Indigné par la rente d’invalidité proposée par son assurance privée, et face à la faiblesse de la protection sociale agricole, François Chabré, paysan roannais, souhaite attaquer une filiale du Crédit agricole en justice.
Le 10 octobre dernier, François Chabré, paysan de soixante ans, a vu le ciel lui tomber sur la tête. Ce jour-là, après des décennies de travail dans sa ferme et alors que des problèmes de santé l’empêchent physiquement de travailler comme avant, il a appris que son assurance invalidité ne lui reconnaissait qu’un taux d’invalidité de 35 %.
Celle-ci, souscrite chez Predica, filiale du Crédit agricole, l’a informé qu’il n’a droit qu’à 380,80 euros par mois — somme de laquelle il doit encore déduire sa cotisation mensuelle car, faute de compensation suffisante, il doit continuer à travailler. Quelques jours plus tard, l’assureur lui a confirmé au téléphone l’information du courrier, et lui a expliqué qu’il a, en 2012, coché la case « invalidité fonctionnelle » et non pas « invalidité fonctionnelle et professionnelle ».
Poussé par un engagement politique fort, François Chabré a décidé de porter son combat dans les médias, puis en justice. (...)

■ **Enregistrements du jeu de données**
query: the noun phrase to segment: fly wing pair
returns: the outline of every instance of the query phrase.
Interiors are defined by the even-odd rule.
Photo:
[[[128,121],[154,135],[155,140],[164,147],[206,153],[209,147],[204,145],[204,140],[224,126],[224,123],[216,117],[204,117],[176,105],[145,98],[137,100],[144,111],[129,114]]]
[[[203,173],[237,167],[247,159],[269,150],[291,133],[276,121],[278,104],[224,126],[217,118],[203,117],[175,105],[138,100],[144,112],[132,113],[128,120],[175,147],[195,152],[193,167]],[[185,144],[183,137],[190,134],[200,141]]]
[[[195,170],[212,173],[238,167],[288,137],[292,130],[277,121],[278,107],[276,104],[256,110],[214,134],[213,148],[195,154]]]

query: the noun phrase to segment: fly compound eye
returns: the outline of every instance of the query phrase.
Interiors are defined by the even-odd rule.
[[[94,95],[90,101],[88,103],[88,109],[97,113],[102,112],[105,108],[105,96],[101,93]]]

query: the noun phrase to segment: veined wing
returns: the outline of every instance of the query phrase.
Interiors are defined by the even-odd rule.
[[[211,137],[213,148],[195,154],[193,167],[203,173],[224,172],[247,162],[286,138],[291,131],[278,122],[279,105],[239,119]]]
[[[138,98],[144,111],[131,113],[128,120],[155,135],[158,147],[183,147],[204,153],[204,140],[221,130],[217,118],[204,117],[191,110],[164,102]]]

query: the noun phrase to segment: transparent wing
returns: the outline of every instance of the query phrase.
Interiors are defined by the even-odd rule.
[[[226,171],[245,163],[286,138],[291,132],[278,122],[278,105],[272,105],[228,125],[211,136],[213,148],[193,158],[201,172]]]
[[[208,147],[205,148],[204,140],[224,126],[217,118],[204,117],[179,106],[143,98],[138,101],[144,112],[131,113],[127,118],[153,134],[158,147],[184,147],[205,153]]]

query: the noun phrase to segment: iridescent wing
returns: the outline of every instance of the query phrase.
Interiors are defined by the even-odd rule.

■ **Objectif de la tâche**
Dans le texte sur François Chabré, recopiez fidèlement le passage qui commence par « Le 10 octobre » et se poursuit jusqu'à « d’invalidité de 35 %. ».

■ **Réponse proposée**
Le 10 octobre dernier, François Chabré, paysan de soixante ans, a vu le ciel lui tomber sur la tête. Ce jour-là, après des décennies de travail dans sa ferme et alors que des problèmes de santé l’empêchent physiquement de travailler comme avant, il a appris que son assurance invalidité ne lui reconnaissait qu’un taux d’invalidité de 35 %.